> _Problem details_: Every line in the data must be transcribed exactly.

Data items:
────

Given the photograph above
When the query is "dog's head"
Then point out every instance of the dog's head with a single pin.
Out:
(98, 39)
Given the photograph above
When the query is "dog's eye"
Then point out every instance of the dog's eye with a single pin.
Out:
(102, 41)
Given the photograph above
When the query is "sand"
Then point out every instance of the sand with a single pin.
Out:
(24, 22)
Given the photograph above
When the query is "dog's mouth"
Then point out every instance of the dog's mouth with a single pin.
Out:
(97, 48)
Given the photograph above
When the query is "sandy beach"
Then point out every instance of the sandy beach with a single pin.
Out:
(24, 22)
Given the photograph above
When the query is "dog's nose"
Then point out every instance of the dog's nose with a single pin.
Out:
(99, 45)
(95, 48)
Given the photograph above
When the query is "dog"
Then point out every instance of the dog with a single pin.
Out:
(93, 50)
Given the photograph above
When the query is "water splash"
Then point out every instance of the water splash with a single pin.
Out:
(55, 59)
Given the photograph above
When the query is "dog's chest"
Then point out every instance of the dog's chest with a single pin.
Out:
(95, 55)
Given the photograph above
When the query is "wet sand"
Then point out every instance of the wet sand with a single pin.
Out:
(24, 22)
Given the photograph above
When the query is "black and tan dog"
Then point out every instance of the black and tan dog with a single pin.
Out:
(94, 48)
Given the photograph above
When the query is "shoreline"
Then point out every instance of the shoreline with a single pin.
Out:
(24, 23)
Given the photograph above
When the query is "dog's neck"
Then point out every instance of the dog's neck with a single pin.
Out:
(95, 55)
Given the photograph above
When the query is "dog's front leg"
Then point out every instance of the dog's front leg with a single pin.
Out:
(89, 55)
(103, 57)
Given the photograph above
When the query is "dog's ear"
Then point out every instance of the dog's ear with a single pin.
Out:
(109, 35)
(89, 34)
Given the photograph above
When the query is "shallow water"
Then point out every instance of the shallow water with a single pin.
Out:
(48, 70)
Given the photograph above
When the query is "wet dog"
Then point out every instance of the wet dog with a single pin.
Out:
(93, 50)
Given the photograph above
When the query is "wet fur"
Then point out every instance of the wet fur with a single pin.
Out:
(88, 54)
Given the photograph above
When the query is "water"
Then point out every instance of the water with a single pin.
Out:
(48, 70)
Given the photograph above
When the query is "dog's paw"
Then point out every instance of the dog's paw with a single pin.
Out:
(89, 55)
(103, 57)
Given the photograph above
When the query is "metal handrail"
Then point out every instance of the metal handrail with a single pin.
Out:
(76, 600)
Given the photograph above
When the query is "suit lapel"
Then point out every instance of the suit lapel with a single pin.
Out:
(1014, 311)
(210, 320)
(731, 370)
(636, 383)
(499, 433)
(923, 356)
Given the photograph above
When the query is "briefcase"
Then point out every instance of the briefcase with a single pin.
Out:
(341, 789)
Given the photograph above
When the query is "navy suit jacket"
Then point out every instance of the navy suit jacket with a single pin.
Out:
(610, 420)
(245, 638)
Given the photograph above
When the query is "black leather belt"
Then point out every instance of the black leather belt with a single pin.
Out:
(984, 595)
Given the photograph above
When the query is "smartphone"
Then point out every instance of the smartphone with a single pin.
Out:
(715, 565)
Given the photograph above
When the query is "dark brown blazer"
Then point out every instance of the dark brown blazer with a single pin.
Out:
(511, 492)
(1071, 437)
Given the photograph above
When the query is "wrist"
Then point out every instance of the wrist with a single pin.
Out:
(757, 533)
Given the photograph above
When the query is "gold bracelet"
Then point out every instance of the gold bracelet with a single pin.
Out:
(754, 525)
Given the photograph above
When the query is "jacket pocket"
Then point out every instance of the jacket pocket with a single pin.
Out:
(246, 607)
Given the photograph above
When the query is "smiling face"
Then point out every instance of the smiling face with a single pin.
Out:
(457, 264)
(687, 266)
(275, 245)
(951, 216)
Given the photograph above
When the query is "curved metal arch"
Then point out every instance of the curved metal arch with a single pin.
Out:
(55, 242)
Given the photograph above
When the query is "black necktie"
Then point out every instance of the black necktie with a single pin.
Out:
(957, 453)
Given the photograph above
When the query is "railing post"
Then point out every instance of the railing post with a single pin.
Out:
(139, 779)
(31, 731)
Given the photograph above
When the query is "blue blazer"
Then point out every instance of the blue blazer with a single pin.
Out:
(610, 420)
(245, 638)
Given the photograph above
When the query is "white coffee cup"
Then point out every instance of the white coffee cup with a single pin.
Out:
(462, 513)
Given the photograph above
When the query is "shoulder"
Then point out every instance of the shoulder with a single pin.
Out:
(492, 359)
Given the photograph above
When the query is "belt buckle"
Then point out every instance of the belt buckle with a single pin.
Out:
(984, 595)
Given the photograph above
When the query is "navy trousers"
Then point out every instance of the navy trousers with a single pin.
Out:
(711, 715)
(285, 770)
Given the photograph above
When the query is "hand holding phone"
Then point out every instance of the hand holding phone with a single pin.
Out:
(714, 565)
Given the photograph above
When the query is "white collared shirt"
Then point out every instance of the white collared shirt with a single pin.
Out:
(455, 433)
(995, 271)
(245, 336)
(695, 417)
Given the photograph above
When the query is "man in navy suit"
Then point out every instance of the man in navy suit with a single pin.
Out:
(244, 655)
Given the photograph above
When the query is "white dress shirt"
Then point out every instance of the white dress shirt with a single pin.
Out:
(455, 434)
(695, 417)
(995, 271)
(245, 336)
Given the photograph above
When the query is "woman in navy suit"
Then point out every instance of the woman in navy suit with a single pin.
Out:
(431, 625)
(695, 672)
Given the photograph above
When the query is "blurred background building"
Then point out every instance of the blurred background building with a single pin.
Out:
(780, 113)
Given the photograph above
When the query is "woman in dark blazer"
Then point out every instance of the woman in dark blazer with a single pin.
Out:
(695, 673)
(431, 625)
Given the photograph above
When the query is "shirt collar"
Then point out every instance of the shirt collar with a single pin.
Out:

────

> _Completed exercise_:
Given the photograph above
When the query is "dog's head"
Then point out every instance of the dog's head with a single pin.
Out:
(98, 39)
Given the photograph above
When the query is "dog's eye"
Then point out every instance of the dog's eye with a single pin.
Out:
(102, 41)
Given the photograph above
When the query is "sand"
Then point out every instance of the sand with a single pin.
Out:
(24, 22)
Given the photograph above
When the query is "dog's mouth"
Then point out every instance of the dog's mouth with a single pin.
Out:
(97, 48)
Given the photograph above
When the query is "sandy beach"
Then point out every instance of the sandy beach with a single pin.
Out:
(24, 22)
Given the photograph above
When the query is "dog's nose"
Then point out every instance of the dog's nose with a single pin.
Out:
(99, 45)
(95, 48)
Given the photograph above
When the query is "dog"
Then point out every instance of the dog with a single pin.
Out:
(93, 50)
Given the photograph above
When the query is "water splash"
Then point out every instance of the water splash with a single pin.
Out:
(55, 59)
Given the photograph above
When the query is "dog's chest"
Then point out every instance of the dog's chest with a single pin.
Out:
(95, 55)
Given the photograph above
When the query is "wet sand"
Then point out every instance of the wet sand with a single pin.
Out:
(24, 22)
Given the photograph above
When the query is "black and tan dog"
Then point out every instance of the black and tan dog with a single pin.
Out:
(94, 48)
Given the photograph above
When the query is "shoreline"
Then point out every instance of the shoreline with a single pin.
Out:
(24, 23)
Given the photograph above
When the query is "dog's neck"
Then point out every instance of the dog's neck with a single pin.
Out:
(95, 55)
Given the photograph above
When the query is "dog's front leg"
Then point out every instance of the dog's front leg with a single pin.
Out:
(89, 55)
(103, 57)
Given the photograph above
When the query is "dog's ear"
Then point out every instance of the dog's ear with a single pin.
Out:
(109, 35)
(89, 34)
Given the photograph above
When the query is "shallow water"
Then point out every instance of the shallow water with a single pin.
Out:
(48, 70)
Given the photograph above
When the query is "wet dog"
Then point out every instance of the wet dog with a single pin.
Out:
(93, 50)
Given the photograph above
When the query is "wet fur"
Then point out every instance of the wet fur with a single pin.
Out:
(88, 54)
Given the photograph above
When the query is "water"
Then point out every instance of the water with a single pin.
Out:
(48, 70)
Given the photograph above
When the query is "dog's paw"
Then point out every instance of the dog's paw with a single pin.
Out:
(89, 55)
(103, 57)
Given the photograph above
When the query is "metal handrail"
Then point out every instance of the metal handrail with a single pin.
Out:
(76, 600)
Given the photograph above
When the query is "suit lapel"
Then point out every instance of the suit lapel with a single pin.
Out:
(1014, 311)
(210, 320)
(731, 370)
(636, 383)
(499, 433)
(923, 356)
Given the photograph above
When the query is "briefcase"
Then point out every instance of the briefcase with a single pin.
Out:
(341, 789)
Given the photograph above
When the query is "navy suit jacket"
Then point out every instance of the navy suit jacket with a single pin.
Out:
(610, 420)
(245, 638)
Given the photograph above
When the query is "black leather belt"
Then point out every instance of the black leather belt with a single pin.
Out:
(984, 595)
Given the photograph above
When the query is "smartphone"
Then point out every instance of the smartphone with a single pin.
Out:
(715, 565)
Given the photograph above
When the query is "dark brown blazer"
Then point out every instance of the dark brown blazer with a single pin.
Out:
(511, 492)
(1071, 437)
Given the photograph above
When the query is "wrist"
Then point out every instance of the wrist with a single pin.
Out:
(757, 533)
Given the photograph above
When the query is "gold bracelet"
Then point out every instance of the gold bracelet with a single pin.
Out:
(754, 525)
Given the photograph above
When the query is "jacket pocket"
Then point out every instance of the jacket pocket with a single pin.
Out:
(246, 607)
Given the photograph above
When the query is "smiling face"
Then point out every instance of the smiling face with a single pin.
Out:
(457, 264)
(687, 266)
(275, 245)
(951, 216)
Given the photograph above
When the query is "curved metal arch"
Then point out every instance of the curved metal arch with a single pin.
Out:
(55, 242)
Given the photograph above
When the query is "black necktie"
Then point out every instance of the black necktie with a single pin.
Out:
(957, 453)
Given the photograph above
When the query is "railing post"
Then point out every instance of the railing post with a single pin.
Out:
(139, 779)
(31, 731)
Given the photograph above
When the query is "blue blazer"
Then point out every instance of the blue blazer with a single pin.
Out:
(610, 420)
(245, 638)
Given the photograph above
When the query is "white coffee cup"
Then point out every instance of the white coffee cup with a single pin.
Out:
(462, 513)
Given the photograph above
When the query is "shoulder"
Then point out every instance of the shoulder with a single pin.
Out:
(492, 359)
Given the photograph above
When the query is "belt buckle"
Then point out every instance of the belt buckle with a single pin.
Out:
(984, 595)
Given the photograph above
When the query is "navy trousers"
Then point out every instance of the navy trousers with a single pin.
Out:
(711, 715)
(285, 770)
Given the photograph above
When the query is "hand holding phone"
Then point out every instance of the hand holding phone with a single pin.
Out:
(714, 565)
Given the photograph above
When the query is "white collared shirt"
Then point out every instance of the white collared shirt with a single pin.
Out:
(455, 433)
(995, 271)
(245, 336)
(695, 417)
Given the photograph above
When the query is "man in navy suit"
Then point out every instance of the man in navy suit with a single pin.
Out:
(244, 655)
Given the photograph above
When the query is "white dress shirt"
Then point out every instance of the white dress shirt with a single pin.
Out:
(455, 434)
(695, 417)
(995, 271)
(245, 336)
Given the photograph above
When the query is "woman in navy suit"
Then point out every instance of the woman in navy suit with a single pin.
Out:
(431, 625)
(695, 672)
Given the photograph above
When the query is "blurred background building"
Then point out every instance of the blurred background building with a single pin.
Out:
(780, 113)
Given the photograph above
When the query is "woman in dark blazer"
Then point out every instance of the woman in dark blazer with a single pin.
Out:
(695, 673)
(431, 625)
Given the photograph above
When the query is "shirt collar"
Then point out every instance of the shirt collar with a single pin.
Out:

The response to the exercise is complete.